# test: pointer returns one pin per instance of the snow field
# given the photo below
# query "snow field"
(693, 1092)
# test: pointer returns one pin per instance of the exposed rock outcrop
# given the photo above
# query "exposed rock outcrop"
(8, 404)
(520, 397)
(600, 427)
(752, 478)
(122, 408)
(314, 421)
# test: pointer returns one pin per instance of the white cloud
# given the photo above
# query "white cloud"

[YOUR GOAL] Return every entry exactly as given.

[EXERCISE RESPONSE]
# test: pointer returns one pin per instance of the snow field
# given the photo below
# query "snow field"
(693, 1092)
# test: pointer returns one pin per instance of the exposed rock outcrop
# given the photo above
# query "exposed rock outcrop"
(8, 404)
(520, 397)
(600, 427)
(752, 478)
(122, 408)
(314, 421)
# test: pointer returns one pin per instance of the white cloud
# given the photo above
# query "white cloud"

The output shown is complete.